Excerpt:
05-04-2016 | Original Paper
The Role of ADHD and Negative Emotional Lability in Predicting Changes in Parenting Daily Hassles
Gepubliceerd in: Journal of Child and Family Studies | Uitgave 7/2016Log in om toegang te krijgen
The present study examined the extent to which children’s negative emotional lability (measured via ecological momentary assessment—EMA) and ADHD diagnostic status predicted changes in the frequency of daily parenting hassles and the stress resulting from daily hassles at one-week follow-up when controlling for baseline parenting hassles. Parents of 84 children 8–12 years-old (47 with ADHD, 37 without ADHD) completed a measure of parenting daily hassles at baseline and follow-up and participated in EMA assessment protocol ratings of their child’s mood (3-times daily) for one week. Analyses of covariance indicated that parents of children with ADHD reported significantly greater frequency of daily parenting hassles and intensity of parenting stress resulting from daily hassles than parents of children without ADHD at baseline and follow-up. Hierarchical regression analyses suggested that children’s negative emotional lability was a significant predictor of the intensity of parenting stress resulting from daily hassles, but not the frequency of daily parenting hassles. There was also an interaction of ADHD diagnostic status and greater EMA-derived negative emotional lability in the prediction of the frequency of daily parenting hassles due to children’s challenging behaviors. Specifically, greater negative emotional lability predicted more frequent daily parenting hassles due to children’s challenging behaviors among parents of children without ADHD but not among parents of children with ADHD. Overall, this study suggests that children’s negative emotional lability is a significant predictor of aspects of daily parenting hassles across parents of children with and without ADHD.

Information:
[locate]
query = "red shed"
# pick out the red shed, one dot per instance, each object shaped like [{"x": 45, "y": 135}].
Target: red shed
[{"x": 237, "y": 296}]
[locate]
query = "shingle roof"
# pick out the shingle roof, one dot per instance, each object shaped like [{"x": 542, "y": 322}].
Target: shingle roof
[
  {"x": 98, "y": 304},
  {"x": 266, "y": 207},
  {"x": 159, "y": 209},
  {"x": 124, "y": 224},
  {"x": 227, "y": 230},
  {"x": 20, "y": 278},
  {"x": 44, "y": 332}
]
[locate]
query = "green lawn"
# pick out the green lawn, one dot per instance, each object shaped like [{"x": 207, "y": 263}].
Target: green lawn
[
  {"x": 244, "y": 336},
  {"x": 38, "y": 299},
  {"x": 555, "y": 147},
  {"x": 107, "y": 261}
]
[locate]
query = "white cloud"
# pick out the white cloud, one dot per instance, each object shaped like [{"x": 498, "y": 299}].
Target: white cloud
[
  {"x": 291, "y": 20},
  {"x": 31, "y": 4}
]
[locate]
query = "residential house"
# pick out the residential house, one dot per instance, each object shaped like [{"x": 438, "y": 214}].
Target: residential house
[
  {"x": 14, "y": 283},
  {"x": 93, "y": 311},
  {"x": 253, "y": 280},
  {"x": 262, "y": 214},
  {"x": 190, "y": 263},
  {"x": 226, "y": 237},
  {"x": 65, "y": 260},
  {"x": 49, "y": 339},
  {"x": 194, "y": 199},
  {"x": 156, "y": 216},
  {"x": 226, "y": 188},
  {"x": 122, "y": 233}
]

Your objective:
Answer these questions using the abstract on ADHD and parenting daily hassles:
1. How many of the 84 children had ADHD?
2. How often each day did parents rate their child's mood during the assessment week?
3. According to the hierarchical regression analyses, which outcome did children's negative emotional lability significantly predict?

Exercise solution:
1. 47 children had ADHD.
2. Parents rated their child's mood three times daily.
3. It significantly predicted the intensity of parenting stress resulting from daily hassles, but not the frequency of daily parenting hassles.